QUOTED PASSAGE:
⟨

OpenAI, the makers of ChatGPT, and defacto industry leader in AI at the moment, held their very first Dev Day in San Francisco, and it had all the makings of a Silicon Valley Apple-style keynote address.  A young, tech industry CEO (who, though ostensibly a real human, feels bordering on uncanny valley territory in his presentation style) standing in front of a massive screen, sharing obscene growth numbers and highlighting all kinds of new features for the platform to adoring (yet adorably awkward) applause.  And there was a lot of promising stuff announced, most of which are for paid or beta-access customers: including GPT4 Turbo (better, bigger, faster), Make-your-own-GPTs, reduced pricing, a new "Assistant" API system (integrate assistive tech into your own apps), text-to-speech capabilities, and a lot more.  But one overarching sentiment stuck with me throughout Sam Altman's keynote.  He repeatedly said things like "we believe in gradual, iterative deployment" and "it's important for people to start building with and using these agents now, to get a feel for what the world is going to be like as they become more capable" (a reference to AI Agents, which people believe to be the next step on the way from Large Language Models like ChatGPT to Artificial General Intelligence).   He was not-so-implicitly conceding that what we are currently living through today (and what feels to me a bit like society-altering magic already) is still essentially an demo version of what AI can be.  It is as if we are in the "14.4kpbs dialup modem era" of AI, and they have just announced 28.8kbps, knowing that they have gigabit fiber waiting in the wings, but the world isn't quite ready yet (he's probably right).  

The Distracted Boyfriend meme, but with a robot instead of the girl in the red dress

AI is likely going to fundamentally change how we learn, how we teach, how we do research, and how we exist as humans.  So yes, we likely need to invest in resources to provide equitable opportunity to students at Duke today, including access to resources like ChatGPT, etc.  But what I thought was going to be the core thesis of this essay (access to GPT4) feels now like a given in light of the larger picture.

⟩

ENTRIES SUPPLIED:

⟨

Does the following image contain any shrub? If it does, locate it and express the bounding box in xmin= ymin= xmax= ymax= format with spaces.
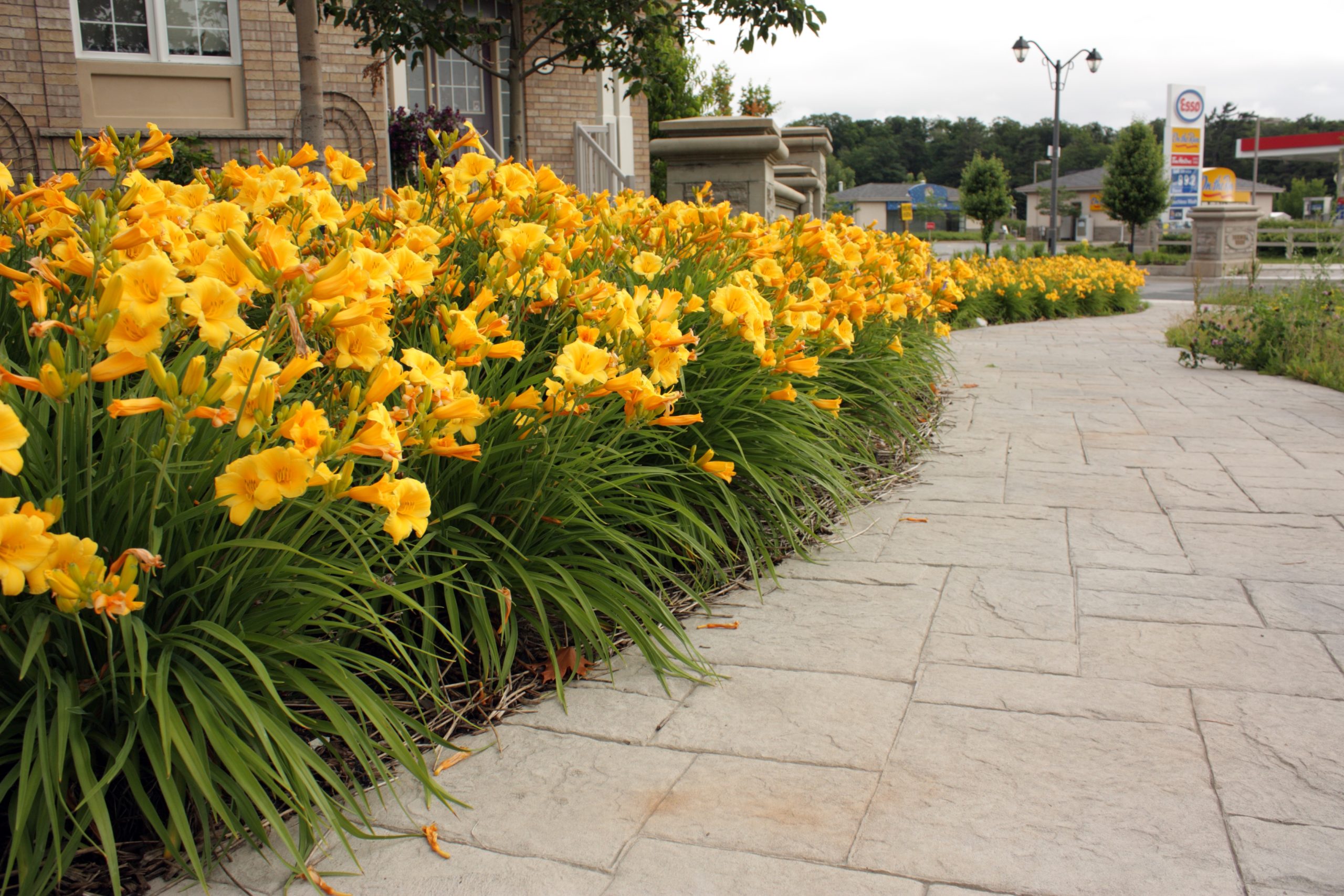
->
xmin=145 ymin=137 xmax=215 ymax=187
xmin=0 ymin=123 xmax=972 ymax=894
xmin=1167 ymin=277 xmax=1344 ymax=389
xmin=387 ymin=106 xmax=464 ymax=185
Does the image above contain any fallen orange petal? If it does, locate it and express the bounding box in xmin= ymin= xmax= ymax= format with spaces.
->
xmin=421 ymin=827 xmax=454 ymax=858
xmin=308 ymin=865 xmax=350 ymax=896
xmin=434 ymin=750 xmax=472 ymax=775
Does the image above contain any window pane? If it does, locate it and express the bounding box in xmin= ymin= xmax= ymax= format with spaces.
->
xmin=117 ymin=24 xmax=149 ymax=52
xmin=78 ymin=0 xmax=149 ymax=55
xmin=200 ymin=29 xmax=228 ymax=56
xmin=164 ymin=0 xmax=231 ymax=56
xmin=164 ymin=0 xmax=196 ymax=28
xmin=79 ymin=22 xmax=117 ymax=52
xmin=79 ymin=0 xmax=111 ymax=22
xmin=406 ymin=57 xmax=429 ymax=109
xmin=111 ymin=0 xmax=146 ymax=26
xmin=168 ymin=28 xmax=200 ymax=56
xmin=196 ymin=0 xmax=228 ymax=31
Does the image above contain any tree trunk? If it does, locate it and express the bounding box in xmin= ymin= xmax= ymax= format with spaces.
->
xmin=507 ymin=0 xmax=527 ymax=163
xmin=295 ymin=0 xmax=327 ymax=152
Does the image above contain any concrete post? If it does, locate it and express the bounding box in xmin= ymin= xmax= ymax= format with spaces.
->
xmin=649 ymin=115 xmax=792 ymax=220
xmin=1185 ymin=203 xmax=1259 ymax=277
xmin=775 ymin=125 xmax=833 ymax=218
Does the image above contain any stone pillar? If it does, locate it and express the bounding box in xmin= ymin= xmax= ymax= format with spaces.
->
xmin=649 ymin=115 xmax=789 ymax=220
xmin=774 ymin=164 xmax=826 ymax=218
xmin=775 ymin=125 xmax=827 ymax=218
xmin=1185 ymin=203 xmax=1259 ymax=277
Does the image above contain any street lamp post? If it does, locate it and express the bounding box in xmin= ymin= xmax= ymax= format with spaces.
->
xmin=1012 ymin=38 xmax=1101 ymax=255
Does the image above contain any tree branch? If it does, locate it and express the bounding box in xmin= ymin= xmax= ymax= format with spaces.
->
xmin=445 ymin=43 xmax=508 ymax=79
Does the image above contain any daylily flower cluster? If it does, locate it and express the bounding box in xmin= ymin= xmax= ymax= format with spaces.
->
xmin=958 ymin=255 xmax=1144 ymax=309
xmin=0 ymin=125 xmax=972 ymax=614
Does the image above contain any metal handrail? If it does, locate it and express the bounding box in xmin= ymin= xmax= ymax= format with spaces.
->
xmin=574 ymin=121 xmax=634 ymax=196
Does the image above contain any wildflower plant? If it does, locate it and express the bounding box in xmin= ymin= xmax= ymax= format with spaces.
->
xmin=0 ymin=125 xmax=973 ymax=893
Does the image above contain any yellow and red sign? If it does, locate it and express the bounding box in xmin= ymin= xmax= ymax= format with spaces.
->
xmin=1199 ymin=168 xmax=1236 ymax=203
xmin=1172 ymin=128 xmax=1199 ymax=154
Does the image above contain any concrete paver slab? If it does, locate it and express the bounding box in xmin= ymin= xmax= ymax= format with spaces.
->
xmin=854 ymin=702 xmax=1241 ymax=896
xmin=175 ymin=302 xmax=1344 ymax=896
xmin=653 ymin=666 xmax=910 ymax=771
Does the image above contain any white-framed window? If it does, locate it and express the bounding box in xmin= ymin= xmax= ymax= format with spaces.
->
xmin=70 ymin=0 xmax=242 ymax=65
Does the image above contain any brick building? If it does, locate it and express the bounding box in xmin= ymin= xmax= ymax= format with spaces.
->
xmin=0 ymin=0 xmax=649 ymax=189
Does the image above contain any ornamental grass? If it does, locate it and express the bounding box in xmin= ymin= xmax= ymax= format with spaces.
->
xmin=953 ymin=255 xmax=1147 ymax=326
xmin=0 ymin=127 xmax=962 ymax=894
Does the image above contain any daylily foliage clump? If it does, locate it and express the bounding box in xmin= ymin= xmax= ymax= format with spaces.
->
xmin=0 ymin=127 xmax=969 ymax=893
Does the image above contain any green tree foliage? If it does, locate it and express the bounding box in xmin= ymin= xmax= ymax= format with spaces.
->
xmin=826 ymin=156 xmax=859 ymax=194
xmin=700 ymin=62 xmax=732 ymax=115
xmin=644 ymin=31 xmax=704 ymax=202
xmin=1101 ymin=121 xmax=1168 ymax=252
xmin=738 ymin=81 xmax=783 ymax=118
xmin=961 ymin=152 xmax=1012 ymax=255
xmin=322 ymin=0 xmax=826 ymax=157
xmin=1274 ymin=177 xmax=1329 ymax=218
xmin=793 ymin=106 xmax=1344 ymax=216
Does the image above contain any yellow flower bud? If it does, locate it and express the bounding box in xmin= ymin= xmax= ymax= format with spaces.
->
xmin=38 ymin=364 xmax=66 ymax=402
xmin=182 ymin=355 xmax=206 ymax=395
xmin=98 ymin=277 xmax=125 ymax=326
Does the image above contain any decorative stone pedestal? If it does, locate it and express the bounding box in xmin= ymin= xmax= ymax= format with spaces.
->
xmin=649 ymin=115 xmax=785 ymax=220
xmin=774 ymin=125 xmax=827 ymax=218
xmin=1185 ymin=203 xmax=1259 ymax=277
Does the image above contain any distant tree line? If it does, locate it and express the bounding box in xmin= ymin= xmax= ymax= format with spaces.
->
xmin=792 ymin=103 xmax=1344 ymax=216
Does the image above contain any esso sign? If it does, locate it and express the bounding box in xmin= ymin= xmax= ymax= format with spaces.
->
xmin=1176 ymin=90 xmax=1204 ymax=122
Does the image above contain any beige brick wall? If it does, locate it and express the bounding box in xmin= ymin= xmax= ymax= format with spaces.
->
xmin=0 ymin=0 xmax=649 ymax=189
xmin=0 ymin=0 xmax=387 ymax=183
xmin=524 ymin=43 xmax=649 ymax=192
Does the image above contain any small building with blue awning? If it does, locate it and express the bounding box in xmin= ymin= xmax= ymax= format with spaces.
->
xmin=831 ymin=183 xmax=979 ymax=233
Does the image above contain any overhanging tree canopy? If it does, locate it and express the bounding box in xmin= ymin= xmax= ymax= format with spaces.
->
xmin=309 ymin=0 xmax=826 ymax=157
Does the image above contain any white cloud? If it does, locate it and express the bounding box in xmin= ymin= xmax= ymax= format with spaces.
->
xmin=698 ymin=0 xmax=1344 ymax=127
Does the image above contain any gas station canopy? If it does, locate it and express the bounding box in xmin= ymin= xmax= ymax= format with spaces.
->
xmin=1236 ymin=130 xmax=1344 ymax=161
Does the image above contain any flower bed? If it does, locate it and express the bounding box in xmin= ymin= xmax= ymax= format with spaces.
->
xmin=953 ymin=255 xmax=1145 ymax=326
xmin=0 ymin=128 xmax=961 ymax=893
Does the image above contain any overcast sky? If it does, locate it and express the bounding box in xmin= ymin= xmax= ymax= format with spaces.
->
xmin=696 ymin=0 xmax=1344 ymax=127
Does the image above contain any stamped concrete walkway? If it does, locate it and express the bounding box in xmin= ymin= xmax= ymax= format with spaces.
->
xmin=195 ymin=307 xmax=1344 ymax=896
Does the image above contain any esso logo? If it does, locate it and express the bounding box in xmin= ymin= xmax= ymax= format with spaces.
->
xmin=1176 ymin=90 xmax=1204 ymax=123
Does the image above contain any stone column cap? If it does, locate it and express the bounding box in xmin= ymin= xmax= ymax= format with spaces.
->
xmin=1185 ymin=203 xmax=1259 ymax=218
xmin=658 ymin=115 xmax=780 ymax=137
xmin=649 ymin=115 xmax=789 ymax=164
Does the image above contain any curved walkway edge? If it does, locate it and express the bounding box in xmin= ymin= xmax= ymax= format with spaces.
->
xmin=184 ymin=302 xmax=1344 ymax=896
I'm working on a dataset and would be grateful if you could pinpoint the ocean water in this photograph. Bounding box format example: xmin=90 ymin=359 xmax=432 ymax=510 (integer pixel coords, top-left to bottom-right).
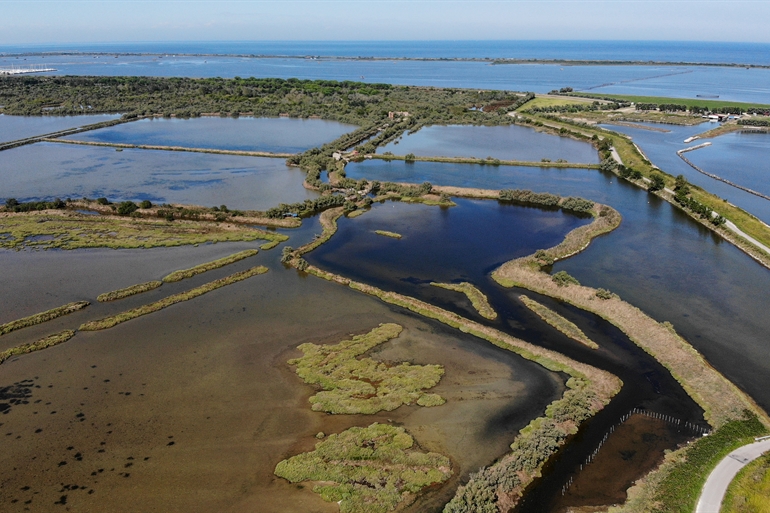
xmin=0 ymin=41 xmax=770 ymax=104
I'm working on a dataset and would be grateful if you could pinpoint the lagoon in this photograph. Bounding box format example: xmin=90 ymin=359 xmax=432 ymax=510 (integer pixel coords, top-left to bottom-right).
xmin=377 ymin=125 xmax=599 ymax=164
xmin=0 ymin=143 xmax=318 ymax=210
xmin=65 ymin=117 xmax=356 ymax=153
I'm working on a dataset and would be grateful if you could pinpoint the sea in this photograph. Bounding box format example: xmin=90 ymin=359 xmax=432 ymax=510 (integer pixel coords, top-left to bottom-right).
xmin=0 ymin=41 xmax=770 ymax=104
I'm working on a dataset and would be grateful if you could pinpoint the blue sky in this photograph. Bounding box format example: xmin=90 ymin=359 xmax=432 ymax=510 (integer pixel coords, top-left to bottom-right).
xmin=0 ymin=0 xmax=770 ymax=45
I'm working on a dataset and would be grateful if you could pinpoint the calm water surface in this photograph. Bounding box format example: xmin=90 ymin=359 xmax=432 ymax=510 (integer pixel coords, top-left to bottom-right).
xmin=348 ymin=157 xmax=770 ymax=408
xmin=607 ymin=123 xmax=770 ymax=223
xmin=0 ymin=54 xmax=770 ymax=104
xmin=377 ymin=125 xmax=599 ymax=164
xmin=0 ymin=143 xmax=317 ymax=210
xmin=0 ymin=114 xmax=120 ymax=142
xmin=66 ymin=117 xmax=356 ymax=153
xmin=0 ymin=240 xmax=564 ymax=512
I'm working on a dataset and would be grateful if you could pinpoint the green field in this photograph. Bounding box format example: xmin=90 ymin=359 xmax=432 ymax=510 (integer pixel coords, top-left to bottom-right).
xmin=568 ymin=93 xmax=770 ymax=110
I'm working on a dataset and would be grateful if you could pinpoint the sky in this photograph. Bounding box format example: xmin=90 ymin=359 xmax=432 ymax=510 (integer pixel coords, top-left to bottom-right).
xmin=0 ymin=0 xmax=770 ymax=46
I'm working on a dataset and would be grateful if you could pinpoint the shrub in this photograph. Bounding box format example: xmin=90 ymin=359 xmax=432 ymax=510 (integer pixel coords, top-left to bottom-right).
xmin=118 ymin=201 xmax=139 ymax=216
xmin=551 ymin=271 xmax=580 ymax=287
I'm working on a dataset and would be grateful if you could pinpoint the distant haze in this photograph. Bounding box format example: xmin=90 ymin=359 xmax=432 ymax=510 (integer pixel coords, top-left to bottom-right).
xmin=0 ymin=0 xmax=770 ymax=46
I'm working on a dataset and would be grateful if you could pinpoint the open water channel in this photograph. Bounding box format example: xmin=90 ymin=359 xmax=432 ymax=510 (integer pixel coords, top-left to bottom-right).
xmin=0 ymin=61 xmax=770 ymax=511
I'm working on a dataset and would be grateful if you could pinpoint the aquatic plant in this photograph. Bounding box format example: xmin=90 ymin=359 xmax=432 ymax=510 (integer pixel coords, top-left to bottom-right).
xmin=80 ymin=266 xmax=268 ymax=331
xmin=163 ymin=249 xmax=259 ymax=283
xmin=0 ymin=301 xmax=91 ymax=335
xmin=289 ymin=324 xmax=444 ymax=414
xmin=0 ymin=330 xmax=75 ymax=364
xmin=275 ymin=423 xmax=452 ymax=513
xmin=96 ymin=281 xmax=163 ymax=303
xmin=431 ymin=282 xmax=497 ymax=321
xmin=519 ymin=294 xmax=599 ymax=349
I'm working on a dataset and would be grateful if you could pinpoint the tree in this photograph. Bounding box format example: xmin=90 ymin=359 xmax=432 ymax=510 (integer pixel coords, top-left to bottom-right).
xmin=647 ymin=173 xmax=666 ymax=192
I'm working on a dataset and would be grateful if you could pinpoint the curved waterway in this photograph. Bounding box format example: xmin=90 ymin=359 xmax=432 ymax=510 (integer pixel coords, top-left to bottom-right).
xmin=606 ymin=123 xmax=770 ymax=223
xmin=0 ymin=143 xmax=318 ymax=210
xmin=377 ymin=125 xmax=599 ymax=164
xmin=0 ymin=114 xmax=120 ymax=143
xmin=346 ymin=159 xmax=770 ymax=416
xmin=0 ymin=237 xmax=565 ymax=513
xmin=307 ymin=199 xmax=705 ymax=512
xmin=65 ymin=116 xmax=356 ymax=153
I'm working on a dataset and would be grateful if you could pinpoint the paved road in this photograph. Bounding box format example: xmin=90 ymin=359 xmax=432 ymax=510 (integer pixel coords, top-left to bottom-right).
xmin=695 ymin=440 xmax=770 ymax=513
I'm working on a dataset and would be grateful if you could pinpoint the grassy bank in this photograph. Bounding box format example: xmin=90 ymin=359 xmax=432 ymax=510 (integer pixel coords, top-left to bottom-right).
xmin=80 ymin=266 xmax=268 ymax=331
xmin=0 ymin=210 xmax=288 ymax=250
xmin=293 ymin=260 xmax=622 ymax=513
xmin=722 ymin=446 xmax=770 ymax=513
xmin=275 ymin=423 xmax=452 ymax=513
xmin=374 ymin=230 xmax=402 ymax=239
xmin=96 ymin=281 xmax=163 ymax=303
xmin=371 ymin=153 xmax=599 ymax=169
xmin=609 ymin=412 xmax=768 ymax=513
xmin=0 ymin=301 xmax=91 ymax=335
xmin=289 ymin=324 xmax=445 ymax=415
xmin=163 ymin=249 xmax=259 ymax=283
xmin=0 ymin=330 xmax=75 ymax=364
xmin=519 ymin=295 xmax=599 ymax=349
xmin=530 ymin=116 xmax=770 ymax=260
xmin=431 ymin=282 xmax=497 ymax=321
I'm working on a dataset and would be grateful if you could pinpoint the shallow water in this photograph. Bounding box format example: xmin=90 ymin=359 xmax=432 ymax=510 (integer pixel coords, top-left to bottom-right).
xmin=606 ymin=123 xmax=770 ymax=223
xmin=377 ymin=125 xmax=599 ymax=164
xmin=65 ymin=117 xmax=356 ymax=153
xmin=306 ymin=200 xmax=703 ymax=512
xmin=0 ymin=143 xmax=318 ymax=210
xmin=348 ymin=157 xmax=770 ymax=416
xmin=0 ymin=114 xmax=120 ymax=142
xmin=0 ymin=236 xmax=563 ymax=512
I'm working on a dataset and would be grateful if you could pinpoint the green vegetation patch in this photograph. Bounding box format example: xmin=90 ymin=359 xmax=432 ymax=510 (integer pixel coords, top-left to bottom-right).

⟩

EXERCISE 1: Change "robot" to "laptop" in the essay on OpenAI's Dev Day, giving it again from the words "The Distracted Boyfriend" through "the larger picture.".
EXERCISE 2: Write the next part of the essay on OpenAI's Dev Day and AI at Duke, picking up after its final sentence.

TASK RESULT 1:
The Distracted Boyfriend meme, but with a laptop instead of the girl in the red dress

AI is likely going to fundamentally change how we learn, how we teach, how we do research, and how we exist as humans.  So yes, we likely need to invest in resources to provide equitable opportunity to students at Duke today, including access to resources like ChatGPT, etc.  But what I thought was going to be the core thesis of this essay (access to GPT4) feels now like a given in light of the larger picture.

TASK RESULT 2:
A few days ago I had an exciting conversation with some faculty about some thoughtful pedagogical approaches to AI in the classroom (how can we make ChatGPT a partner on a climate-based product development project team, so that it best complements the student skillsets and can help them test a product/idea/concept more quickly).   New approaches to teaching need to be less about "how do i make my class GPT-proof", and more "how can I teach my students thoughtful and ethical use of an ever-changing technology landscape, which they will interact with (and likely shape) on a daily basis as 21st century digital citizens".  We will need to also consider how Duke's technological systems will take advantage of a tech that in no time is going to be an expected way of interacting with computers and information (I am already frustrated with Alexa - it feels ancient now).  How do we engage directly with students, faculty, staff on improved experiences around class registration, or applying to college, or any other IT system we have, in light of AI today and what's coming?  

My initial goal with this exploration was to delineate the distinctions between GPT 3.5 and GPT 4, and understand the capabilities and limitations of the current technology.  But in the long-term (or perhaps short or medium term, given the velocity of change), the current and previous versions hardly matter: they will both be obsolete soon.  Iterative improvements touted as monumental change today that will look like quaint rounding errors in just a few years.  Focusing solely on the disparities between two young versions of a groundbreaking technology risks overlooking the broader narrative: that it is not only about who can wield the most powerful AI today (though that is important to answer today), but also preparing students for a future where AI is intricately woven into the fabric of both their education and their daily lives.  (insert dial-up modem sounds here)


(Words written by my human brain, images produced by Dall-e 3, and edited with the help of GPT4, who doesn't like my parenthetical asides but I'm keeping them anyway in a desperate and likely futile attempt to maintain a grip on my humanity - GPT5 will probably have no problem impersonating me and my idiosyncratic writing style)